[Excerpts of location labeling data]
++++++
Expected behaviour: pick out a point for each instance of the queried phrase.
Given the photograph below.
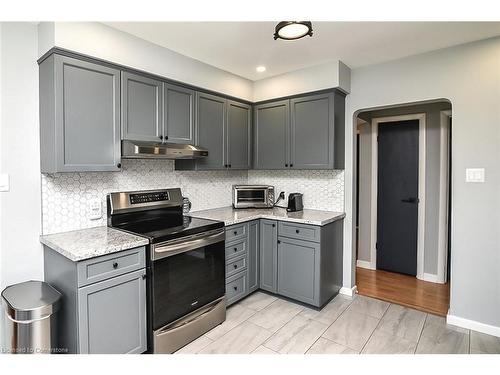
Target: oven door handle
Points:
(167, 250)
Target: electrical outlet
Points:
(95, 209)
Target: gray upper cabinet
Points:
(299, 270)
(179, 114)
(211, 119)
(253, 255)
(312, 132)
(79, 116)
(141, 108)
(112, 315)
(268, 255)
(271, 135)
(238, 146)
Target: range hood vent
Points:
(152, 150)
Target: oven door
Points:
(187, 274)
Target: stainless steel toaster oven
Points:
(253, 196)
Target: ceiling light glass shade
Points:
(291, 30)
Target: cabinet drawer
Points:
(236, 265)
(299, 231)
(235, 232)
(104, 267)
(236, 287)
(236, 249)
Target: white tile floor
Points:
(265, 324)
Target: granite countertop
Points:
(230, 216)
(84, 244)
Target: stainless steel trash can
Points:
(30, 318)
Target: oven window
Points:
(185, 282)
(251, 195)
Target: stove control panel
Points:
(139, 198)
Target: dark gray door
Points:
(141, 108)
(268, 255)
(272, 126)
(298, 269)
(178, 114)
(87, 116)
(238, 135)
(211, 117)
(312, 132)
(397, 201)
(253, 255)
(112, 315)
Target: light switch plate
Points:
(95, 209)
(474, 175)
(4, 182)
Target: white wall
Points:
(20, 214)
(469, 76)
(101, 41)
(319, 77)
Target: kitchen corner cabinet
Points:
(224, 129)
(79, 116)
(103, 301)
(268, 255)
(305, 132)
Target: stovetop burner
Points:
(155, 214)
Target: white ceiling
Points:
(239, 47)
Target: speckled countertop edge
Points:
(89, 243)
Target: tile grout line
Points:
(421, 332)
(380, 320)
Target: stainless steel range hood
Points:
(151, 150)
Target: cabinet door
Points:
(268, 255)
(87, 103)
(312, 132)
(238, 135)
(271, 135)
(298, 270)
(253, 256)
(141, 108)
(112, 315)
(211, 117)
(178, 114)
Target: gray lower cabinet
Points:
(299, 269)
(141, 108)
(103, 301)
(271, 135)
(268, 248)
(112, 315)
(79, 116)
(253, 255)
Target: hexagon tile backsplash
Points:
(66, 196)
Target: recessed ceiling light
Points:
(291, 30)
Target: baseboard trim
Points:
(472, 324)
(348, 291)
(364, 264)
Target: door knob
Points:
(412, 200)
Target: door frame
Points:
(421, 117)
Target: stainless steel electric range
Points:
(185, 265)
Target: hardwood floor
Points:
(404, 290)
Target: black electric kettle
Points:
(295, 202)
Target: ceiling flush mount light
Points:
(291, 30)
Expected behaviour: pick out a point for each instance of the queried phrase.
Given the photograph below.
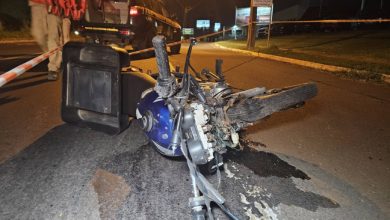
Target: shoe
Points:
(52, 76)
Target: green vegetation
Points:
(360, 50)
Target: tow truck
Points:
(129, 24)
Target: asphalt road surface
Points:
(327, 160)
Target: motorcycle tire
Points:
(258, 107)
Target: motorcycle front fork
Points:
(198, 202)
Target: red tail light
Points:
(133, 11)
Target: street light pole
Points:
(251, 38)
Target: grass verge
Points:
(359, 50)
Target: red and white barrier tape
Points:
(19, 70)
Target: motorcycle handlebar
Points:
(162, 57)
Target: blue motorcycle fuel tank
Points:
(157, 122)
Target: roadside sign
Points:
(188, 31)
(259, 3)
(217, 26)
(203, 24)
(243, 15)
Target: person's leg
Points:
(39, 25)
(54, 41)
(66, 30)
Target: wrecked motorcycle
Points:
++++++
● **Aim of the task**: Starting at the line that has "Target: door knob" and running through the last line of the entries, rewrite every line with -5 added to each coordinate. Leave out the pictures.

● **Exercise output**:
Target: door knob
Points:
(407, 195)
Target: door frame
Points:
(416, 112)
Target: stainless steel electric range
Points:
(180, 260)
Target: hardwood floor
Points:
(399, 285)
Target: black electric kettle
Points:
(290, 197)
Target: ceiling flush mount light
Points:
(286, 25)
Expected behaviour: pick out a point for each instance of the queried phrase.
Given the photograph below.
Target: shoe
Points:
(47, 71)
Target: green vegetation
Points:
(355, 45)
Target: tow truck
Points:
(124, 19)
Target: asphalt road surface
Points:
(322, 155)
Target: motorcycle tire
Points:
(253, 102)
Target: motorcycle front fork
Points:
(193, 197)
Target: red tail light
Points:
(128, 6)
Target: street light pole
Points:
(246, 33)
Target: grass verge
Points:
(354, 45)
Target: red and white barrier tape
Points:
(14, 65)
Target: motorcycle handlebar
Points:
(157, 52)
Target: blue motorcycle fuel tank
Points:
(152, 117)
Target: roadside sign
Points:
(183, 26)
(254, -2)
(212, 21)
(198, 19)
(238, 10)
Target: person's leg
Points:
(34, 20)
(49, 36)
(61, 25)
Target: wrecked motorcycle
Points:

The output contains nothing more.